Your instructions: Each line of the listing below should come back exactly as it is.

Data provided:
———

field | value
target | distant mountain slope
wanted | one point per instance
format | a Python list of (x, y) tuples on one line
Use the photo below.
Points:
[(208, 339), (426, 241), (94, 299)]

———

Answer for this exercise:
field | value
target | distant mountain slope
wanted | one point per instance
format | a Python list of (x, y) tuples on one line
Use the photo below.
Points:
[(208, 339), (426, 241), (94, 299)]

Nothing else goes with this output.